Document passage
····················

I’m not too upset at this point. Even after I found out this happened I decided to go have coffee and hang out at the Black Drop before visiting mom today. I only was bothered when I was trying to decide whether to tell Gram and Gramps. I won’t. Not yet. But thinking that I may have to call them soon and tell them to visit for their last time got me teary for a bit. I did tell my siblings.

More

I really don’t want this journal to become a chronology of despair, but for some reason I want to have a record of mom’s decline.

This week has been hell.

After having one person flake on us, I got some more references and called more people. Two of them came over on Wednesday; we hired one to complement the existing caregiver, so now mom will have coverage Monday through Thursday.

The one who was supposed to show up today to meet mom never showed. Unfortunately, I didn’t put names on my numbers so I wasn’t sure which number to call to check on her. I may have called the wrong person (no name on their voice mail), but I did leave a message. Something weird with my phone where my call log seems to be missing some entries.

So now I have to get more numbers.

Part of the stress was that I wanted to be in Seattle for Melissa’s wedding today. So I was trying to get a lot of stuff done. I first schedule the interview for 3:30 which would have meant I couldn’t get to the wedding. When I realized it I called her back and re-scheduled to 1. (That outgoing call I can’t find in my log…)

I bought my mom a used tablet PC that we can use to play audio books from Audible (among other things). I spent about 20 hours setting that thing up. Unfortunately, mom can’t operate it right now. The screen is too far away for her to read unless she has it on her lap. And when it’s on her lap she can’t operate the trackball with her feet. Retha can play the books for her for now, but it’s still a huge disappointment. I’ll look up some swing-arm things and get Joe to tinkering. It may not ever come together though.

····················

Information given
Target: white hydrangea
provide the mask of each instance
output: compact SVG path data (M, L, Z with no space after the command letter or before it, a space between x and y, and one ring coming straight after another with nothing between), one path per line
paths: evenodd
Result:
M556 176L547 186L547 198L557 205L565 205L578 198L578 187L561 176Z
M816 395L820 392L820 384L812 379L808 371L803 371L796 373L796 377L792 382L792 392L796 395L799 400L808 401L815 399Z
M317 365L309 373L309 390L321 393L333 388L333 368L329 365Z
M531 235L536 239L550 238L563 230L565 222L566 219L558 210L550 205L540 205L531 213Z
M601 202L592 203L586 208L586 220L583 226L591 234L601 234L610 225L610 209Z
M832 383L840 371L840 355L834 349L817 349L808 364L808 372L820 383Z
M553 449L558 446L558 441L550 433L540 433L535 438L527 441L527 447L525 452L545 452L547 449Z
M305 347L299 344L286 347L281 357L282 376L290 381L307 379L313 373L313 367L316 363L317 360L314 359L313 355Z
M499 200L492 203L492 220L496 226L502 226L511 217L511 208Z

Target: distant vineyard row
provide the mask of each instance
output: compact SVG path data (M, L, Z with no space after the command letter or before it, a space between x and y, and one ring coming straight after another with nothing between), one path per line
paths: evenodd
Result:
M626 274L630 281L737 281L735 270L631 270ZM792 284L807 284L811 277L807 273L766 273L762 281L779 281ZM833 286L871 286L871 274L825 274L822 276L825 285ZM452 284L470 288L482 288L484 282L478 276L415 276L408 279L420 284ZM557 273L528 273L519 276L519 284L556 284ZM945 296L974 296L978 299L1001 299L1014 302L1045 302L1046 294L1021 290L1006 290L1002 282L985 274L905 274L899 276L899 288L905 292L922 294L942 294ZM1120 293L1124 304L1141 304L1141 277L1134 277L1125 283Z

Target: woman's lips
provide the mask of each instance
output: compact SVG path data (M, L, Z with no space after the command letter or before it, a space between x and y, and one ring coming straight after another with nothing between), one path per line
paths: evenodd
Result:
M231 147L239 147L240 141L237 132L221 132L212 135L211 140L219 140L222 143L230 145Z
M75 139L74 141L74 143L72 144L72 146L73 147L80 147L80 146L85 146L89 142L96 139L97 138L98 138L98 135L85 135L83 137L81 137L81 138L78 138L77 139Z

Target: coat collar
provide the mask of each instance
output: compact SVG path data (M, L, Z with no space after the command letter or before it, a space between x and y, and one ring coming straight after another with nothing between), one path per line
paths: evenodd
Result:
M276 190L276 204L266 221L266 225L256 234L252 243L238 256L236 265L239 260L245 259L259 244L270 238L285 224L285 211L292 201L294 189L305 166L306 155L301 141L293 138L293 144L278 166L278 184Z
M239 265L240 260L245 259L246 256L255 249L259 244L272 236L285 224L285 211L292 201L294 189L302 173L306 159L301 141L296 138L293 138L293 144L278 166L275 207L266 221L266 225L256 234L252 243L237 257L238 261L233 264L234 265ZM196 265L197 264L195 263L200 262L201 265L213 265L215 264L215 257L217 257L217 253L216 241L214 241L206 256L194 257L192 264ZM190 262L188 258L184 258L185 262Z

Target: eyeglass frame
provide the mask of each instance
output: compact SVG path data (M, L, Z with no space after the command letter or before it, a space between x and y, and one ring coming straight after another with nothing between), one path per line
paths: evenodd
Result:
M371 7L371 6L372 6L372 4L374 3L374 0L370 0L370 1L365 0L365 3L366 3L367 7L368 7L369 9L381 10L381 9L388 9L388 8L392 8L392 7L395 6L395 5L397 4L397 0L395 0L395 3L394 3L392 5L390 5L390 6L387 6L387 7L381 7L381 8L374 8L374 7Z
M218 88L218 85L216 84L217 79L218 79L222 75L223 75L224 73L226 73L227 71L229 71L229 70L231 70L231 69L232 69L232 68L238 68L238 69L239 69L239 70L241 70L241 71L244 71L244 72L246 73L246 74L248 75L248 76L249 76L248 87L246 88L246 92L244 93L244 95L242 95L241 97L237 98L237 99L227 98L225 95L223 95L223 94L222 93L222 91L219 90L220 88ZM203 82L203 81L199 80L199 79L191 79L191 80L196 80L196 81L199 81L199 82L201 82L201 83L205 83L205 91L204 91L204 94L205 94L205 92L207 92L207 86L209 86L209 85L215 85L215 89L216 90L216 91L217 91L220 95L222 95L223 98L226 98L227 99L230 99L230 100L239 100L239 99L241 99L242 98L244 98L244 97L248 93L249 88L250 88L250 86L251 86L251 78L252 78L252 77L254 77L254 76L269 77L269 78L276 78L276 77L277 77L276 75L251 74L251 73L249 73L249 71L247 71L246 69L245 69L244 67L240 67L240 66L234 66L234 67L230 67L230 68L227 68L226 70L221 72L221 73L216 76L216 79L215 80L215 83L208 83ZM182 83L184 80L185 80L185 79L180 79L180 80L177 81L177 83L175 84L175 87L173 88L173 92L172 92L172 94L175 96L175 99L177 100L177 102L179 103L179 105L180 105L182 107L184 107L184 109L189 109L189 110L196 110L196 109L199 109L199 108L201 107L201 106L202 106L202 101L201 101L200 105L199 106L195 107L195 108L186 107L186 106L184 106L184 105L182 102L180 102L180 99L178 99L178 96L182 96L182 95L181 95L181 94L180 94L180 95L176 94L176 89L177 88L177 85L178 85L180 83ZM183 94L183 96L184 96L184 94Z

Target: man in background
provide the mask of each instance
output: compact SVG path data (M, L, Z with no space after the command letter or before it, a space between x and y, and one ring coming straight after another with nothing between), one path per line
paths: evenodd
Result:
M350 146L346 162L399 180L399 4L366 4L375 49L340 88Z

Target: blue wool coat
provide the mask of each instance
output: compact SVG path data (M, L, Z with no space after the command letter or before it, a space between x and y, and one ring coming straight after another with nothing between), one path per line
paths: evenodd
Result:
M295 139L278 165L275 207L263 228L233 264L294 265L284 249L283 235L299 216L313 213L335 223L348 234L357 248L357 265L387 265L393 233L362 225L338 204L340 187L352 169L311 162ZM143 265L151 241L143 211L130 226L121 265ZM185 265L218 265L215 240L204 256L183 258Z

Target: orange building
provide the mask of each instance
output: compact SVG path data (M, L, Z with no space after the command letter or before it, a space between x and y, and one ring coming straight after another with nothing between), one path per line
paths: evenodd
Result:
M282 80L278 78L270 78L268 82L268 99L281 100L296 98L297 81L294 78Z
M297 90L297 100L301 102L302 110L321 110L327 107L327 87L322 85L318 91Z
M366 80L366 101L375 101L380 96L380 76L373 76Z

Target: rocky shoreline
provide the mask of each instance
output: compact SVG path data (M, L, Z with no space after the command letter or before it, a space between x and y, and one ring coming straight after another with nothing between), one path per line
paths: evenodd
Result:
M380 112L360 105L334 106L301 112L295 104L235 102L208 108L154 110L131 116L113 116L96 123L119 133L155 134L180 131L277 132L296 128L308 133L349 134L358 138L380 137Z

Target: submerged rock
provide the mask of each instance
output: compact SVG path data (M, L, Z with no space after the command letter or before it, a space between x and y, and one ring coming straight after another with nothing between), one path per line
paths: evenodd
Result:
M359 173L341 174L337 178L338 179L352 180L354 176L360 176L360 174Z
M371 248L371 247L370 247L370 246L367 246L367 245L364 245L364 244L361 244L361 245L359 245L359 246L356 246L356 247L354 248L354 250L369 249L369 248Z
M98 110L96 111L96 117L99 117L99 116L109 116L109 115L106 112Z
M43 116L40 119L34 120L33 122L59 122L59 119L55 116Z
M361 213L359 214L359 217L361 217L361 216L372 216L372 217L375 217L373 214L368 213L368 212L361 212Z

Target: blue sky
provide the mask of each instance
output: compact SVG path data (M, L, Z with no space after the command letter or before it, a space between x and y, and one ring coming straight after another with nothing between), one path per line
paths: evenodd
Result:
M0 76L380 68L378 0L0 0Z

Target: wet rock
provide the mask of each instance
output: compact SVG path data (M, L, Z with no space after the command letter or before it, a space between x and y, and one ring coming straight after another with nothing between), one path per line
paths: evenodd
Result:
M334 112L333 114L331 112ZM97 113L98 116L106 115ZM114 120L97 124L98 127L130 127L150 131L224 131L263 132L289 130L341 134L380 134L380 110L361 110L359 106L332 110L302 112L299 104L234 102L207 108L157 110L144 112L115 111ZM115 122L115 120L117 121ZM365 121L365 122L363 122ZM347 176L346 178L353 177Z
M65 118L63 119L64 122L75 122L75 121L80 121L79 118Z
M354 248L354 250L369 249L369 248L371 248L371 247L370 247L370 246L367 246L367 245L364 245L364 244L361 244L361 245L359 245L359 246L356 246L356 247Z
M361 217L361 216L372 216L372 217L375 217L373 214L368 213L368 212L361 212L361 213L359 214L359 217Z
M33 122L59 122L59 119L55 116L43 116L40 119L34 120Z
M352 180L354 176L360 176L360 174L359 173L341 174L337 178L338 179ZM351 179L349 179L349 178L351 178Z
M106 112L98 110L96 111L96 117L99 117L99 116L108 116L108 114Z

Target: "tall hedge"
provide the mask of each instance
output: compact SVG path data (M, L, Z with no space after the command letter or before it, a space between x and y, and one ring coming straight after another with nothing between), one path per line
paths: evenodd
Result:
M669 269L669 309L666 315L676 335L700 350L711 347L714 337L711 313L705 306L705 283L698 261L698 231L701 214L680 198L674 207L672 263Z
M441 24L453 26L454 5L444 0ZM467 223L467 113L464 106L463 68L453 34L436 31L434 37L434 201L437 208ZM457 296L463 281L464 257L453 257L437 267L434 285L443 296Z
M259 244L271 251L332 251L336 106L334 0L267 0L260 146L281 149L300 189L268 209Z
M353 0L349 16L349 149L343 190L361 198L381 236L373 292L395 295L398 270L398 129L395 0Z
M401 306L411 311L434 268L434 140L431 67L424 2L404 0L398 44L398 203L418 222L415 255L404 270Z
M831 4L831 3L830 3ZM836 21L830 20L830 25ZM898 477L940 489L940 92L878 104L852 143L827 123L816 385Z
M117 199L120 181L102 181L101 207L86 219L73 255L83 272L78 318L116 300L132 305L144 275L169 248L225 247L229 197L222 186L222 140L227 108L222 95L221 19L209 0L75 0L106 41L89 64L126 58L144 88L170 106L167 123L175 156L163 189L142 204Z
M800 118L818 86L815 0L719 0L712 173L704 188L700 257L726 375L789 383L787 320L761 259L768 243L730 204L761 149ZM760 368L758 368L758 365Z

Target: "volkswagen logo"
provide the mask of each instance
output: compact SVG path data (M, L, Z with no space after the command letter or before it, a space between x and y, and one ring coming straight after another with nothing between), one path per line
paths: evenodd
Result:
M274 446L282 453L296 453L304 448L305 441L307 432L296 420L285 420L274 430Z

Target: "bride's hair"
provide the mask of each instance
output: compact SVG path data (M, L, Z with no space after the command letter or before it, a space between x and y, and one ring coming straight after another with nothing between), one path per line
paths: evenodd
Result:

····················

Work to complete
Pick up the journal entry about mom's care and caregivers right after its last sentence and keep it going.

Reply
About the only way mom seems comfortable the last few days is if she has the bipap machine on. Otherwise she starts choking on her saliva within about 3 minutes. She can’t suction herself. Retha does an okay job, but mom can’t tell her where the saliva is pooling so it’s hard. I told mom she should reconsider the medications she rejected because they would dry her eyes. At the time, saliva was more an inconvenience than it is now. Now it’s life or death, and a miserable life too.

Watching her choking off and on for 2 hours was pretty wrenching.

Her brace no longer fits either.

In other news

Starting shortly, mom will have 24 hour caregivers. I’ve got Monday through Thursday covered, and am working on Friday through Sunday coverage.

Dad is not thrilled. I don’t blame him. There will be someone he barely knows in his house 24 hours a day. That’s a tough nut to swallow.

It’s really pretty wrenching to see my mom now. It’s not just that she has almost no use of her hands. It’s more. I can’t really put into words how weak she is without writing a novel, and I’m not in the mood for it.

Getting pissy gets good news

I got a little pissy with the doctor’s office this morning on a referral. Not hugely so. Just enough to let them know this was not a routine matter.

Upshot is, they got the referral done. They called the other doctor, and he’s going to get my mom in at 4 pm today for Botox. This is still a hail mary pass, but it’s the first time something has gone right in a few weeks. So I am happy.

24 hours

Mom can barely suction herself anymore. There’s a long shot procedure to use Botox to shut down saliva production. If her doctor has done the referral, and if the ENT specialist will still do it, and if it works, then my mom won’t choke to death in the near future.

I told her and dad today that we’ll need to start with 24 hour care shortly. Either the long shot works, she gets 24 hour care, or she goes into a home (or the 4th choice, choke to death on her own saliva).

I hate to be the bearer of bad news, but time is running out for her to be independent. Running out damn fast.

Both of them are fighting additional help. Mom spent 30 minutes today telling me how the case worker from the agency last week was rude and the caregiver wasn’t bright. I don’t want to get into why she’s wrong, but she is. Definitely not as smooth as the first person we hired, and that wasn’t very smooth.